OBJECTIVE. Copy the material below word for word, from the line that contains "Point to every instance of the building" through the end of the material, both ends included.

Material from a point labeling set:
· · · · · · ·

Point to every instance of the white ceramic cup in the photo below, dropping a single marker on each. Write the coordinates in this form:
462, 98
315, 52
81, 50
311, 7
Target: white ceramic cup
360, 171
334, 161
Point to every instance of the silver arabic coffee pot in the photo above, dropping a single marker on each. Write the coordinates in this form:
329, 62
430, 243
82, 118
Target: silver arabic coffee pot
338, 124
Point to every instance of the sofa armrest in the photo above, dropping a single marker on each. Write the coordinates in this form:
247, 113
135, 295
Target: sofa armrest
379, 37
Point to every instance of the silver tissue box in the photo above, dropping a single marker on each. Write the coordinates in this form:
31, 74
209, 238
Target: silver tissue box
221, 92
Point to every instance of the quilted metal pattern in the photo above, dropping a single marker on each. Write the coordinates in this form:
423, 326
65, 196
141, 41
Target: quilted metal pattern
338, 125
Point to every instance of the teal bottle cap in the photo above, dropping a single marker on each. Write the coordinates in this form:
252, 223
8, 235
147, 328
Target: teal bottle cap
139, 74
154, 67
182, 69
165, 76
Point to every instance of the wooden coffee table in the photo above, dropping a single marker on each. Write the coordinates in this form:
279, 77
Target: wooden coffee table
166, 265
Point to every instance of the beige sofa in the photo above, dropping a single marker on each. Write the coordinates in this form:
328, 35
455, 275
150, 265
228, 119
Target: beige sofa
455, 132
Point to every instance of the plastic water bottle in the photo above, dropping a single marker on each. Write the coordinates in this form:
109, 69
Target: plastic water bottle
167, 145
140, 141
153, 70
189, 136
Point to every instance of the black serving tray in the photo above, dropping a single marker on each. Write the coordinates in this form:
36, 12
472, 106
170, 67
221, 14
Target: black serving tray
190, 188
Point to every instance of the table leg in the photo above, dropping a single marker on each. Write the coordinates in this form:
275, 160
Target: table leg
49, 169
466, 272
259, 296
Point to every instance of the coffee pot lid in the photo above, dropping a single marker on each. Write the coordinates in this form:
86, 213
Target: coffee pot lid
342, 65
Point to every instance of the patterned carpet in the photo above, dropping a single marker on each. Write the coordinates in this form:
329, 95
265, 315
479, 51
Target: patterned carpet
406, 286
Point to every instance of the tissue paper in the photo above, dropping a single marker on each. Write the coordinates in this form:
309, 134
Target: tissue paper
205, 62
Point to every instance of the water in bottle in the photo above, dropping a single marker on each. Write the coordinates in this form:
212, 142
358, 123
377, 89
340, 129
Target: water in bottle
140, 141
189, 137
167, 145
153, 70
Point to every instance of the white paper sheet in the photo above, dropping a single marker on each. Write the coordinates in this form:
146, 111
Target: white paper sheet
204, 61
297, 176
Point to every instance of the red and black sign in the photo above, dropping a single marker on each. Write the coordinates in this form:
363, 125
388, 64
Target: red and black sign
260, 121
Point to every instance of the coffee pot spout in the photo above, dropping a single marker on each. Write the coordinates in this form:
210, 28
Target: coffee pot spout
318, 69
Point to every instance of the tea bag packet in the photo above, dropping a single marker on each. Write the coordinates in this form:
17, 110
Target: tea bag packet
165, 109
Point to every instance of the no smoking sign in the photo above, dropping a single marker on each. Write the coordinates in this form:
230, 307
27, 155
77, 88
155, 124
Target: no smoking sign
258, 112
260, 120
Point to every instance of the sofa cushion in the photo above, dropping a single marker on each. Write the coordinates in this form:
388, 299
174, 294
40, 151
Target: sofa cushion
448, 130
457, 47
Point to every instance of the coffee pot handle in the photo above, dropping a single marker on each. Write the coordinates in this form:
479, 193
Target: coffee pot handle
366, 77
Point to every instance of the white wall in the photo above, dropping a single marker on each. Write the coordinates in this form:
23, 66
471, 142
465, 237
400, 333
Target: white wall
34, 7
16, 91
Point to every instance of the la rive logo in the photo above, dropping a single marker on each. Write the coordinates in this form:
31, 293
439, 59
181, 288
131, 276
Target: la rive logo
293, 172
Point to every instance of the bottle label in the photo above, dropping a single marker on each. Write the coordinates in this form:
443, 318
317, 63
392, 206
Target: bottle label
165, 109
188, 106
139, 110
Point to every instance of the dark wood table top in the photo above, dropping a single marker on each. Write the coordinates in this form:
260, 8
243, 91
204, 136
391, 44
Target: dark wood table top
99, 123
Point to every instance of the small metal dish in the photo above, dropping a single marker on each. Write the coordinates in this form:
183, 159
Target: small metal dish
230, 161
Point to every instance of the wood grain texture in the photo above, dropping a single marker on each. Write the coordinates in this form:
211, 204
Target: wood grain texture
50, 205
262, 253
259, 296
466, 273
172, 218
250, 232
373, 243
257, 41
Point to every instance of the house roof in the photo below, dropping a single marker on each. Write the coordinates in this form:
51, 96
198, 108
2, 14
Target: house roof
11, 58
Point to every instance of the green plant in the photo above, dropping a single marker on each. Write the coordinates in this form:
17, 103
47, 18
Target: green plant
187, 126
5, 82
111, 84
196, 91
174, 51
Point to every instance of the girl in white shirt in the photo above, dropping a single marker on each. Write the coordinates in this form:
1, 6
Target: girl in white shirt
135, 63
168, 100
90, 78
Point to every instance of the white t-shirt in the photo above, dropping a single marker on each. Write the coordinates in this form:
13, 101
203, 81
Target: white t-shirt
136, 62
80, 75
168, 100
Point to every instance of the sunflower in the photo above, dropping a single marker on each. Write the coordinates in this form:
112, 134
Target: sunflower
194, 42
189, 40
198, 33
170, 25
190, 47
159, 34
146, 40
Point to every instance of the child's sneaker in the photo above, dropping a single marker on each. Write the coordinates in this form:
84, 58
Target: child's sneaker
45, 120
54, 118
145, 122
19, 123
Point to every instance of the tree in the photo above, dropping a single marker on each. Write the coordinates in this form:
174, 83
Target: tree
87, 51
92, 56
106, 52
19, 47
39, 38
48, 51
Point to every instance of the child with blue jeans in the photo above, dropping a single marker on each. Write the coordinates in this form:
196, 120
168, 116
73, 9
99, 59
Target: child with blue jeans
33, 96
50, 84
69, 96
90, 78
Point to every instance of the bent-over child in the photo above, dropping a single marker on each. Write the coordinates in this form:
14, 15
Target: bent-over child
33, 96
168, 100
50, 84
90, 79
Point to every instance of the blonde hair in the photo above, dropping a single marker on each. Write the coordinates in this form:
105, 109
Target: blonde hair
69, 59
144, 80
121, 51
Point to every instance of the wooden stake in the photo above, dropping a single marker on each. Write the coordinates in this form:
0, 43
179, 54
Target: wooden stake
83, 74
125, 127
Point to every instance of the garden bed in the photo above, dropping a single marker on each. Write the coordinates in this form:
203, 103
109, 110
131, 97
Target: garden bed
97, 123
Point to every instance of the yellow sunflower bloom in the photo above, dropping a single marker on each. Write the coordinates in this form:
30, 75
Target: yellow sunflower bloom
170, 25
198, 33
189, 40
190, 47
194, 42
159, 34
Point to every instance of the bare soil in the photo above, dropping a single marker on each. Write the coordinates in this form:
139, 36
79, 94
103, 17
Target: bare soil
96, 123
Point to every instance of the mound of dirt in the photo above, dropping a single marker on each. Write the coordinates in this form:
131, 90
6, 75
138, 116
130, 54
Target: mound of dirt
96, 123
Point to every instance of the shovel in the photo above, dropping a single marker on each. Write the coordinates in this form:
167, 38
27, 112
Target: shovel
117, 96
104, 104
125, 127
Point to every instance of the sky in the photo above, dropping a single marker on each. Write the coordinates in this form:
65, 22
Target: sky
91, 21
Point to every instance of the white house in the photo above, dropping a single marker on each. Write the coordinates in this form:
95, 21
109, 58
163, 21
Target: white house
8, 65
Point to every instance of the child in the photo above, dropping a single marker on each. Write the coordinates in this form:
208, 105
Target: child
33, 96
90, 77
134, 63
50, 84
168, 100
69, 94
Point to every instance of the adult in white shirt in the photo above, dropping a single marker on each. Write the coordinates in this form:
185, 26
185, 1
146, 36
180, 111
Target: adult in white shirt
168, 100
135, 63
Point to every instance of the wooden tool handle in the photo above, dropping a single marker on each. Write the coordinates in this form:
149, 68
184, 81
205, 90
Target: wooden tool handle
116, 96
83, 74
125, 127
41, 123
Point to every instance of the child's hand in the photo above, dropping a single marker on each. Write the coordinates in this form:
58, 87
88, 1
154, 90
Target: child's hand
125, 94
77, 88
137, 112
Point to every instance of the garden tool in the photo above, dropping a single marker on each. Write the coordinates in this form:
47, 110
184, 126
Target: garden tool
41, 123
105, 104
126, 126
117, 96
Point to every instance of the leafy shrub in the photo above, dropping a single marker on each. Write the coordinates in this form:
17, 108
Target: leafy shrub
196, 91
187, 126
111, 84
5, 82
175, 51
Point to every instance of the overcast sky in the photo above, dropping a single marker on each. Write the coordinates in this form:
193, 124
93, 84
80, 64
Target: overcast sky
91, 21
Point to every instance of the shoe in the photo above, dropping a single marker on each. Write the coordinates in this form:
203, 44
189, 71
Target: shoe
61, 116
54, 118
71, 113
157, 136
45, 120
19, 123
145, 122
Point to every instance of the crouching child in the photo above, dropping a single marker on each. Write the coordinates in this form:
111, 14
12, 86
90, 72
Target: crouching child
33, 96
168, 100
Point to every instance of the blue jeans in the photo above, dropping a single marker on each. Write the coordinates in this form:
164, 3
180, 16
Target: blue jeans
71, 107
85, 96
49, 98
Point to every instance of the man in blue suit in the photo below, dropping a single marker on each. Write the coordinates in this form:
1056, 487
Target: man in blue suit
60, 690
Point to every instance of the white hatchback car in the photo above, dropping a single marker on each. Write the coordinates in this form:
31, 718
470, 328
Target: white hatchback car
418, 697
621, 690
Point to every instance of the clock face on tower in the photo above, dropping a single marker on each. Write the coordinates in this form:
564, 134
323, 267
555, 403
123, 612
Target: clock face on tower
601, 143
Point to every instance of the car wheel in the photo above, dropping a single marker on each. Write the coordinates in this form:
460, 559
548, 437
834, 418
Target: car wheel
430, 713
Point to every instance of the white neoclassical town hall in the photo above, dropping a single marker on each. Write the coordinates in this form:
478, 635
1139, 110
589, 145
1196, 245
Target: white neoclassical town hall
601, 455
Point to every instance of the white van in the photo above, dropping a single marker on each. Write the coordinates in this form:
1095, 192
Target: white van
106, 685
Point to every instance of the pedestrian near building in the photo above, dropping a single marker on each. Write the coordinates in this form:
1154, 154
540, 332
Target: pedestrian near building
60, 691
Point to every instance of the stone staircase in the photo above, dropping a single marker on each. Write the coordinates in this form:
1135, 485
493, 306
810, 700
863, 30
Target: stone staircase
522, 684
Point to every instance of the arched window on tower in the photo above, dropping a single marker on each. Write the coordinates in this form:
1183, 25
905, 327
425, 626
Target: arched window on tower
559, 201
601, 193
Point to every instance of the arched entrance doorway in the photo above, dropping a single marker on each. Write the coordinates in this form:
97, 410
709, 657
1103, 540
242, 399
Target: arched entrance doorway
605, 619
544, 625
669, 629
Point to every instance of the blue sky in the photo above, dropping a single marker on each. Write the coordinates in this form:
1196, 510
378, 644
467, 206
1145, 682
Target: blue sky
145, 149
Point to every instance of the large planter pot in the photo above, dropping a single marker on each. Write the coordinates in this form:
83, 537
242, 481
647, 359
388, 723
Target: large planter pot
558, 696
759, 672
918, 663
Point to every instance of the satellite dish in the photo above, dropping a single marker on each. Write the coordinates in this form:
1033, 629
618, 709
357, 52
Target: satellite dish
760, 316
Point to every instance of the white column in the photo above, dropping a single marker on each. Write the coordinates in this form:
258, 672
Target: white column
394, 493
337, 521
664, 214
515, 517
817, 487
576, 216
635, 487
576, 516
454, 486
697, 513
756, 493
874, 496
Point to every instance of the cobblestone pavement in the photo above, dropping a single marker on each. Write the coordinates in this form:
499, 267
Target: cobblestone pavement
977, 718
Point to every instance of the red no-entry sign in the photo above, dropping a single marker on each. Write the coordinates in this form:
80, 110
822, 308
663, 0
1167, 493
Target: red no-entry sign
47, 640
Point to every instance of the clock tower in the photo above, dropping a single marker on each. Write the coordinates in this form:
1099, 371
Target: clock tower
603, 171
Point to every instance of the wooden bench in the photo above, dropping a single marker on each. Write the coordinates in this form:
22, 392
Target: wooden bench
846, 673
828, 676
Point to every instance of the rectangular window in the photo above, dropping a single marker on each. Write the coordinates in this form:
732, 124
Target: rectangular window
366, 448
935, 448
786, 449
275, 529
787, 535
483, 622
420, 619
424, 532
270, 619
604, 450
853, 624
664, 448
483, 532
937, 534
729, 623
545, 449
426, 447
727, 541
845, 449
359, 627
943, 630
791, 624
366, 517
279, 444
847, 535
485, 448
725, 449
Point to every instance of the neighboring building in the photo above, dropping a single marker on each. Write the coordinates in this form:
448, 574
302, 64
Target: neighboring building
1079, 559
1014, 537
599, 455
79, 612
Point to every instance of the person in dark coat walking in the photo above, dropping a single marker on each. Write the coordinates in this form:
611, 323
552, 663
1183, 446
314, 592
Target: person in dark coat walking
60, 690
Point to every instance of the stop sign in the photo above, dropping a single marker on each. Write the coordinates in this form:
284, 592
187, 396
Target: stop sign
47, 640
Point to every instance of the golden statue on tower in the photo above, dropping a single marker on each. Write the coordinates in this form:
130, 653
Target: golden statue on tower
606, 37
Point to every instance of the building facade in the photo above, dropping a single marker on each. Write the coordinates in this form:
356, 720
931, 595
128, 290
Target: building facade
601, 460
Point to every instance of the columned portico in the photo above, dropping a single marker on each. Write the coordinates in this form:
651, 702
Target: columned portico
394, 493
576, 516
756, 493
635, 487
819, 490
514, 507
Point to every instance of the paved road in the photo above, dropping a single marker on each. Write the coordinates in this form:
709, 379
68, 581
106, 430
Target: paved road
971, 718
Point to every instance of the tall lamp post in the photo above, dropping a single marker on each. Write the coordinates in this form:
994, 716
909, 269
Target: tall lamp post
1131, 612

· · · · · · ·

CORRECT RESULT.
Point to every instance of the building facade in the photo above, dropping a single marker on each. Write the coordinates in this form:
356, 720
931, 595
128, 290
Target: building facade
601, 460
Point to every instance of the columned portico in the photo above, dropping a single marker on each. Write the coordinates in this form:
651, 702
Target: columned portico
394, 493
576, 516
756, 493
635, 487
819, 490
514, 507
Point to every instance of the paved road in the photo above, dropping a single marker on each. Write the coordinates in this form:
709, 379
68, 581
106, 430
Target: paved road
971, 718
Point to every instance of the tall lamp post in the photo above, dropping a single marker on each. Write the coordinates in this form:
994, 716
909, 269
Target: tall lamp post
1131, 612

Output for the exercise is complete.